IK Multimedia has certainly made its mark in the world of computer music making, with great software, interfaces, and hard and soft instruments. The company has even done great speakers, with its iLoud MTM and Micro monitors delivering much more clout than their size and price suggest.
But this small size sums up IK’s ambitions thus far. Everything has been aimed at the consumer end of the market, albeit often with professional specifications. Not so these latest speakers. The new iLoud Precision range is aimed at project/pro musicians with great specs and a price to match.
Your studio monitors – while not as exciting as your plugin synths, keyboards and even the computer you use – are the most important item in your production armoury. Being able to hear mistakes in your mixing – which good monitors will reveal – means you can sort them out.
These iLoud Precision 6s, the middle monitors in the new Precision range, promise to help you do this in two ways. First, they have a great set of specs. They span a wide frequency range (37Hz – 30kHz) with very little variation in colour across it (a +/- 1 dB accuracy) which means that the response is flat. ‘Flat’ means ‘good’ as if it was enhanced, say, in the bass region, you’d pull back on the bass when mixing resulting in a bass-lite mix. IK’s specs are so good in this regard that it says they match speakers costing three to four times as much.

** Written tasks **
1. Quote the studio monitor review word for word, starting with "Your studio monitors" and going on through "times as much.".
2. According to the studio monitor review, what frequency range do the iLoud Precision 6s span?

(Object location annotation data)
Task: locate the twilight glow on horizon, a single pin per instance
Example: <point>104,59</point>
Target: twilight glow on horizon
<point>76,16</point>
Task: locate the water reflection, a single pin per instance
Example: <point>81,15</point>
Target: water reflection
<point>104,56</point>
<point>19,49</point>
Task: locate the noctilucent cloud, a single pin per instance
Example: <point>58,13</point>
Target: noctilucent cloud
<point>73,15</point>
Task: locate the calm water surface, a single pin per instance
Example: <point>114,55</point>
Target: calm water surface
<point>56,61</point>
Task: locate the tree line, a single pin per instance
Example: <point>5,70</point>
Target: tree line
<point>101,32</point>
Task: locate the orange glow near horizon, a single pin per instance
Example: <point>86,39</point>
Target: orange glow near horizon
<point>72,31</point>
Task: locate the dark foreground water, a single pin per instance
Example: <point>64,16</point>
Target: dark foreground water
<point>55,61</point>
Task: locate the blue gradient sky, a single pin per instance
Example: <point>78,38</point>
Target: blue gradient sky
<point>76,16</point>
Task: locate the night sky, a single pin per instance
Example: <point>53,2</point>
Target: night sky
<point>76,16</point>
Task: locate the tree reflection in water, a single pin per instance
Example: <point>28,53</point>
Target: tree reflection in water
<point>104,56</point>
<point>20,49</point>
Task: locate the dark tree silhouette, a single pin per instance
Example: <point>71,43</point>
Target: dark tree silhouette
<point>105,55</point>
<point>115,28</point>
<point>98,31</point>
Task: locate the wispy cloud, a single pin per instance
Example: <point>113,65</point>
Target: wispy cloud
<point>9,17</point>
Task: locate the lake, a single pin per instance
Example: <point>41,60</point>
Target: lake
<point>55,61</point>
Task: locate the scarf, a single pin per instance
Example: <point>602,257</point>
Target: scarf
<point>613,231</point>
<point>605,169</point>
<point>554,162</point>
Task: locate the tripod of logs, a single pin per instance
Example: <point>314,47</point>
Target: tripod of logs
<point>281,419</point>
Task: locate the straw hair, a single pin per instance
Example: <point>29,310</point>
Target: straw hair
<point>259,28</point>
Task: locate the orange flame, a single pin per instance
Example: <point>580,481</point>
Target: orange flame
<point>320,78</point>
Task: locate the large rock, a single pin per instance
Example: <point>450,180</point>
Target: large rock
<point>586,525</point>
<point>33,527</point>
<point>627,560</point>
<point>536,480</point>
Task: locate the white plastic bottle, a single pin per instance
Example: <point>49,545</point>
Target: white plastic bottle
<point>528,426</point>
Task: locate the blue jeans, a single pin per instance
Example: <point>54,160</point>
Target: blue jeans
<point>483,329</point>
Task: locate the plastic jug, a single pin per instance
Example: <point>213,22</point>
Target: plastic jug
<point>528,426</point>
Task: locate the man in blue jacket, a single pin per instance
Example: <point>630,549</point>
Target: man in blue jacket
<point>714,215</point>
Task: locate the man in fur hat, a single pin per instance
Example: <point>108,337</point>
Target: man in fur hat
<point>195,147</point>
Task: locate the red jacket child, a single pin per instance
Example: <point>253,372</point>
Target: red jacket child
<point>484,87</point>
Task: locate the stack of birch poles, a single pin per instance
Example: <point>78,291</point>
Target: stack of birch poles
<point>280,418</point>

** Solution set **
1.
Your studio monitors – while not as exciting as your plugin synths, keyboards and even the computer you use – are the most important item in your production armoury. Being able to hear mistakes in your mixing – which good monitors will reveal – means you can sort them out.
These iLoud Precision 6s, the middle monitors in the new Precision range, promise to help you do this in two ways. First, they have a great set of specs. They span a wide frequency range (37Hz – 30kHz) with very little variation in colour across it (a +/- 1 dB accuracy) which means that the response is flat. ‘Flat’ means ‘good’ as if it was enhanced, say, in the bass region, you’d pull back on the bass when mixing resulting in a bass-lite mix. IK’s specs are so good in this regard that it says they match speakers costing three to four times as much.

2. 37Hz – 30kHz